» GOAL: Reproduce in full every line of the data from the one containing "of the eyebrow." down to the one containing "x=698, y=270", shifting each coordinate value by adding 20 to it.

» Source data:
□ □ □ □ □ □ □

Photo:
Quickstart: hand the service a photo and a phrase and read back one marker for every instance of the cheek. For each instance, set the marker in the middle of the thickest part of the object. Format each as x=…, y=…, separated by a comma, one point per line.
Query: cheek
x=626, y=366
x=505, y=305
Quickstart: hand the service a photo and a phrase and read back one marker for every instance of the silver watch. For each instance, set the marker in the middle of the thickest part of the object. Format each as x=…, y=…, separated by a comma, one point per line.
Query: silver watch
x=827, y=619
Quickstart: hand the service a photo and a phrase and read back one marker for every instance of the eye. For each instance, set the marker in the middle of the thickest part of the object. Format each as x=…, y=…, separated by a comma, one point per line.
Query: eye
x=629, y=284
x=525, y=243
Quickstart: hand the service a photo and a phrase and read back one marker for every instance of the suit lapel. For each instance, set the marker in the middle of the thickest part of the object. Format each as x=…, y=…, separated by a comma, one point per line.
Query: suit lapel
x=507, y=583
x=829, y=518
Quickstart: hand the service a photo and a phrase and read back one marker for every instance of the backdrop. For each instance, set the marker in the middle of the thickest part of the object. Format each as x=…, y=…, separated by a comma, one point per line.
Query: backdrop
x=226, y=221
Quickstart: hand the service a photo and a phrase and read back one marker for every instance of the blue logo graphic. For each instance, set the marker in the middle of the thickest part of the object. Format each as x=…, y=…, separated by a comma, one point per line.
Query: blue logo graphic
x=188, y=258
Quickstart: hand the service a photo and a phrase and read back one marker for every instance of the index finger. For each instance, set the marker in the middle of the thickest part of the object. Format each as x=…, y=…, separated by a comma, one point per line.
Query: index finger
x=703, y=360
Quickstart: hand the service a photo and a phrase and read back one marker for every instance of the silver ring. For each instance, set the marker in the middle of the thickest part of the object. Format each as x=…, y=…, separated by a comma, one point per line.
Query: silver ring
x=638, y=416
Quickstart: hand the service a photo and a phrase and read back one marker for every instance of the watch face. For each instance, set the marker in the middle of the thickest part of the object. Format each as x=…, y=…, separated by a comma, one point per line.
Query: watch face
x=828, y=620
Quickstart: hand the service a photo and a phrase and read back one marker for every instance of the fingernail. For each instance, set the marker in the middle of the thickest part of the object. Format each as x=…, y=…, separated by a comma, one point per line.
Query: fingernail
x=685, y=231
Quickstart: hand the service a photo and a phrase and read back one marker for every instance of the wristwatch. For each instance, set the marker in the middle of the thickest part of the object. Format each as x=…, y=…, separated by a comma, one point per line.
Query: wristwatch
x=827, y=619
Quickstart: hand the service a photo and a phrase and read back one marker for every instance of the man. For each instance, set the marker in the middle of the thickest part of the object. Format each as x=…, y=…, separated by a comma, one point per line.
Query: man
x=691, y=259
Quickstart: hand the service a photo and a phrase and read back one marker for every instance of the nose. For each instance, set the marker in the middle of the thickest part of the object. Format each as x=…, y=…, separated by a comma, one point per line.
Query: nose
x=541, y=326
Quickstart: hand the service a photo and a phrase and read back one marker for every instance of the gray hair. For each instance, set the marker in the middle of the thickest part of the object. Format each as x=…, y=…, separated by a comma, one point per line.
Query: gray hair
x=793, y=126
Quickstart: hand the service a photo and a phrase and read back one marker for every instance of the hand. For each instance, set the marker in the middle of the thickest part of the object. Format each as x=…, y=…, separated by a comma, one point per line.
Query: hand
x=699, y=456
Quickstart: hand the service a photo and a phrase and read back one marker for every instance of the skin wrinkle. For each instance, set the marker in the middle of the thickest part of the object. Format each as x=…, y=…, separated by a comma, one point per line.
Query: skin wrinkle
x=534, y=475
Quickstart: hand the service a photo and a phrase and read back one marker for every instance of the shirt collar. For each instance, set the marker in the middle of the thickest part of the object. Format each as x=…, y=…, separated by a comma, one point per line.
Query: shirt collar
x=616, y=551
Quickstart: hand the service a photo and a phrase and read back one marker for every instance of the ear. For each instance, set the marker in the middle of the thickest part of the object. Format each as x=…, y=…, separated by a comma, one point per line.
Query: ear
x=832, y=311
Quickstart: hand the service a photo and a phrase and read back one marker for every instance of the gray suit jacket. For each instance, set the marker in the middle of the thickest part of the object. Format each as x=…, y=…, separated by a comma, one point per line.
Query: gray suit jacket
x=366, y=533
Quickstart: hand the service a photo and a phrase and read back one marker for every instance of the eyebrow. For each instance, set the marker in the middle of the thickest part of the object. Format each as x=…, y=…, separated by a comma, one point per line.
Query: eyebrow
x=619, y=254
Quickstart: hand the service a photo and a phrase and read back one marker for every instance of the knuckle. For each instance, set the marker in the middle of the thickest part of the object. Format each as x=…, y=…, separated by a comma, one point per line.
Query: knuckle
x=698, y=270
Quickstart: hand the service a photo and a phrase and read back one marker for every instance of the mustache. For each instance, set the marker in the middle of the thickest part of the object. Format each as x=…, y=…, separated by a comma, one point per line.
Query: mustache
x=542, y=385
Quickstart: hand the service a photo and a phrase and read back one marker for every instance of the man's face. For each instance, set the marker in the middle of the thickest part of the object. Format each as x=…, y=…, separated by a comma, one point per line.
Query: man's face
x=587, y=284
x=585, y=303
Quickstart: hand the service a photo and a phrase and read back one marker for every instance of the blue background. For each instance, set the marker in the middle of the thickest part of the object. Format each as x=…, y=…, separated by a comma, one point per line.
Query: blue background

□ □ □ □ □ □ □

» OUTPUT OF THE TASK:
Quickstart: hand the service a photo and a phrase and read back one marker for every instance of the eyebrow. For each instance, set the marker in the middle of the thickest part of the object. Format each as x=…, y=…, separated by a comma, one point per line.
Query: eyebrow
x=639, y=274
Quickstart: hand the service a photo and a phrase and read back one marker for every instance of the knuckle. For each instance, set the marker in the middle of the thickest part of the object. Format each as x=…, y=…, separated by a comma, one point per line.
Query: knuckle
x=718, y=290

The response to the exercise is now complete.